**Direction 1**
In the passage on craft in art, copy out the part that opens with the words containing "There is a craft" and closes with "making objects again.", swapping "embarrassed" for "uneasy".
**Direction 2**
Using the passage on craft in art, answer these:
(a) At what venue was the sculptor encountered three years ago?
(b) Which word meaning "to rub" does the passage give as an origin of "fray"?
(c) What survives in ceramics, according to the passage?

**Passage given**
● ● ●
There is a craft inclination in art that can put people at unease. It ebbs in popularity. Three years ago at an event at the ICA I was speaking to a sculptor who, when asked if they were still working on the same body of work, replied oh no, they only wrote now. It was one of several similar encounters I had, and whilst it can be common to move away from art after art school, we all seemed embarrassed that we had once been making. This idea was enforced by artists like Katrina Palmer, who moved from installation and sound sculpture, to published texts and plays. I’ve since been told in turning-point tones that Katrina Palmer is making objects again.
The ‘Live Form’[i]of an object – the awareness of its having been made that survives in its visual seams or pressed shape – provides a hook for us to lean into and place ourselves and our ideals into. What survives is its becoming: with ceramics there’s an oozing; in textiles there’s a fray – from fricare meaning ‘to rub’, or affray meaning ‘to disturb’. This threat of active non-existence also carries the possibility of the object to exceed itself and its boundaries in our direction, and that is how we lose ourselves in it, how we are alienated towards it.
● ● ●
Data items:
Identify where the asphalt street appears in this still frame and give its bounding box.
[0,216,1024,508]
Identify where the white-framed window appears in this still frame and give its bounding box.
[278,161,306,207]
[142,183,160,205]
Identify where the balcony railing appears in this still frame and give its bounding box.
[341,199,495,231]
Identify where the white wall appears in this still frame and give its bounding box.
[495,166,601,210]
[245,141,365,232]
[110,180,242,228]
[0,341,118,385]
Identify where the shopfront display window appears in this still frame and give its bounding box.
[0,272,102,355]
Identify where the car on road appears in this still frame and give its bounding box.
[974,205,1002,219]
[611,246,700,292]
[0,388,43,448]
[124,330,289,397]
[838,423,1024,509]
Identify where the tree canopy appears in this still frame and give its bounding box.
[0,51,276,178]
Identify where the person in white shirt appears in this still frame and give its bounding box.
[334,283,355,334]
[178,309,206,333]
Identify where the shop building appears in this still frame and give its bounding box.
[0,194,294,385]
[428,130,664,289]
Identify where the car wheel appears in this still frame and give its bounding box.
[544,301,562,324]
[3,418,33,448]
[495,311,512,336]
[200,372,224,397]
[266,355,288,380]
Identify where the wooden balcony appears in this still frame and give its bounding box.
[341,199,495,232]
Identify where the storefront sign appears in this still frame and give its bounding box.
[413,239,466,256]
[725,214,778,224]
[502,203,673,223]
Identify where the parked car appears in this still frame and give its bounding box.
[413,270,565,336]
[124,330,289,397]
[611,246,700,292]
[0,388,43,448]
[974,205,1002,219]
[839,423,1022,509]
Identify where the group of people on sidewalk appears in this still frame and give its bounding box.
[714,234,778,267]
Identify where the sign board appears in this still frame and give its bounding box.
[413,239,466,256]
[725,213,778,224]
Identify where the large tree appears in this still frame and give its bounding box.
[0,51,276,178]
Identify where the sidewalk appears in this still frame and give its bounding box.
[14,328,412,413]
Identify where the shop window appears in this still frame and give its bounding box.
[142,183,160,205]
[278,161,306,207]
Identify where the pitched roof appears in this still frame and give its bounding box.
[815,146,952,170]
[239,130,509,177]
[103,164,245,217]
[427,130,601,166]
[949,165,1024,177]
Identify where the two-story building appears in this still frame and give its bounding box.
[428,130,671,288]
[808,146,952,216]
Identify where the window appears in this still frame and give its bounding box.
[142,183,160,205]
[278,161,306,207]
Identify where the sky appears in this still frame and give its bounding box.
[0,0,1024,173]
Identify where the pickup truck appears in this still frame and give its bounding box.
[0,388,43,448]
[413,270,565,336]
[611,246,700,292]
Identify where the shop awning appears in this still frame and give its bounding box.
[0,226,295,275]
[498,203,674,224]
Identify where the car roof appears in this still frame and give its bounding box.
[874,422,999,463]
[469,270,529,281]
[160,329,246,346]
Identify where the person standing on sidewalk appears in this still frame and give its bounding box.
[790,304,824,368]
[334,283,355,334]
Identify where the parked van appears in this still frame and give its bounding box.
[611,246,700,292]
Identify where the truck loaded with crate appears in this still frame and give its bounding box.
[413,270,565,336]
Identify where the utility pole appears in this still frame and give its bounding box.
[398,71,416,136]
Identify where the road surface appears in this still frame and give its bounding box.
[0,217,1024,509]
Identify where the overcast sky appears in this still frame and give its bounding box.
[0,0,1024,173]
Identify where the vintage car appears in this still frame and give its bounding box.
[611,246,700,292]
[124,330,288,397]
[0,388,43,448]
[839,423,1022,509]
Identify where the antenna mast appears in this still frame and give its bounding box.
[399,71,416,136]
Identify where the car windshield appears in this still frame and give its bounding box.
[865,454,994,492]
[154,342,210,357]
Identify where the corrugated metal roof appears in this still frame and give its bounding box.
● ● ●
**Complete output 1**
There is a craft inclination in art that can put people at unease. It ebbs in popularity. Three years ago at an event at the ICA I was speaking to a sculptor who, when asked if they were still working on the same body of work, replied oh no, they only wrote now. It was one of several similar encounters I had, and whilst it can be common to move away from art after art school, we all seemed uneasy that we had once been making. This idea was enforced by artists like Katrina Palmer, who moved from installation and sound sculpture, to published texts and plays. I’ve since been told in turning-point tones that Katrina Palmer is making objects again.

**Complete output 2**
(a) At an event at the ICA.
(b) Fricare.
(c) An oozing.